§ Assignment: Select from the data all lines with the word "below".

*** The input ***

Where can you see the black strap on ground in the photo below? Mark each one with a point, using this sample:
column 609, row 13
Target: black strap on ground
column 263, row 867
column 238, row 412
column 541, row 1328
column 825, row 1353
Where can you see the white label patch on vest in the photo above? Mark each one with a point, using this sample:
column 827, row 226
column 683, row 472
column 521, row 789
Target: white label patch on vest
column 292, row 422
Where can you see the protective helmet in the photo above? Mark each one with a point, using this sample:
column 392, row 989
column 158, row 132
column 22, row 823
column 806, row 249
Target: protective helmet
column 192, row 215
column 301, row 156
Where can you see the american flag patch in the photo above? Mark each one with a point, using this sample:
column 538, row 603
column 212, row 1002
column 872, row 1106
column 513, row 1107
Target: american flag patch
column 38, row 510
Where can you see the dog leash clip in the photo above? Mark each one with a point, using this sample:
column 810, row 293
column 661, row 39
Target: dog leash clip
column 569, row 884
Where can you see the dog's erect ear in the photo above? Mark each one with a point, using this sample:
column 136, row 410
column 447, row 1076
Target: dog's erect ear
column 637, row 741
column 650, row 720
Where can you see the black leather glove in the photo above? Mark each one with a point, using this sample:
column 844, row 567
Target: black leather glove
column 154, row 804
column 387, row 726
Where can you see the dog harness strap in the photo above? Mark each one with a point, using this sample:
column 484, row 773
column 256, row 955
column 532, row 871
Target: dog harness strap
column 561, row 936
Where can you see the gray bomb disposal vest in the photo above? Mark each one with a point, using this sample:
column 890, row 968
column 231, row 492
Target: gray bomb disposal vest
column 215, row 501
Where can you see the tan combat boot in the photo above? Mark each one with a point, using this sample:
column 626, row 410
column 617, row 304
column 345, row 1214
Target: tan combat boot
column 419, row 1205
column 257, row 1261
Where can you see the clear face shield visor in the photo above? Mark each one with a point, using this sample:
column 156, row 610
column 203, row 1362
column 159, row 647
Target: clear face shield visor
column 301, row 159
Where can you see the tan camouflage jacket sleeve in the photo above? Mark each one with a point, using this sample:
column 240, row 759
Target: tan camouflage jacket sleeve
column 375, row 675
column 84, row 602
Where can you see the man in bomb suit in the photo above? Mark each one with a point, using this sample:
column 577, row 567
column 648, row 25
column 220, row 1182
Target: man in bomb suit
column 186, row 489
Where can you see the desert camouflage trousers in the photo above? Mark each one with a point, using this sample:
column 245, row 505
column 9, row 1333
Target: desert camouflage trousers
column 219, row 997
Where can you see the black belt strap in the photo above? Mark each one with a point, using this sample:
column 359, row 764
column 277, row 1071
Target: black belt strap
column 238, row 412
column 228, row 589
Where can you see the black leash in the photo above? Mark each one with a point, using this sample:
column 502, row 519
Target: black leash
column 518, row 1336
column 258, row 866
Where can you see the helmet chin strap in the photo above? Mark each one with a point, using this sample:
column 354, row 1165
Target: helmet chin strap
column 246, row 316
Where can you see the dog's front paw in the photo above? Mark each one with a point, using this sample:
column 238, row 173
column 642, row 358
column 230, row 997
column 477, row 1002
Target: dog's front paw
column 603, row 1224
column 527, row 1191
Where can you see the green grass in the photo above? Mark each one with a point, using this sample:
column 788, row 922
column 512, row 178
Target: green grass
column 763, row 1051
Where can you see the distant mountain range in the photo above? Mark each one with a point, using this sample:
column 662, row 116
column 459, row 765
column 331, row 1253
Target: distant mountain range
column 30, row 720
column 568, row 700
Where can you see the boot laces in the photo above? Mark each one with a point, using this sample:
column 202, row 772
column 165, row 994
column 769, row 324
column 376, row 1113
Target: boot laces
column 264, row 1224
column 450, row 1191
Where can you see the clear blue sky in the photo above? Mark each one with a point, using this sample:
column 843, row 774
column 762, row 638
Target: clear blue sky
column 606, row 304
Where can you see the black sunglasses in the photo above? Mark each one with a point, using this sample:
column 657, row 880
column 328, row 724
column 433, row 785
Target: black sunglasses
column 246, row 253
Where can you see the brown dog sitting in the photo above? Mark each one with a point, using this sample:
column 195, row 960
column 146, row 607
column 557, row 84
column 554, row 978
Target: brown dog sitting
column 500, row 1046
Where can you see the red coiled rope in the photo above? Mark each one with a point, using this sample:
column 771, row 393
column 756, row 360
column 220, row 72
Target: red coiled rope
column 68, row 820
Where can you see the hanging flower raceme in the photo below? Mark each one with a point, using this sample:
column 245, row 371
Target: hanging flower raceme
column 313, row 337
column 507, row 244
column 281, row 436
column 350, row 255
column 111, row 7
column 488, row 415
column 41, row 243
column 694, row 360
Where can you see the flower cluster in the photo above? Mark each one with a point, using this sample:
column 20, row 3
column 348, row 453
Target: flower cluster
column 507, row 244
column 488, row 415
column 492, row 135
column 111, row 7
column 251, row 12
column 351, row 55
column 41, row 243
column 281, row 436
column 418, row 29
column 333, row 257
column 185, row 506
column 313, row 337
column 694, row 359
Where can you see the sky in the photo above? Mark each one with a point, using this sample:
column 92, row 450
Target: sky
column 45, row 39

*** End of The input ***

§ Task solution:
Where can you see the black strap on ground in the photo below? Mark each one with a point, using this sample:
Where can you see the hanging flower raceme in the photo below? Mark each one with a point, using this sample:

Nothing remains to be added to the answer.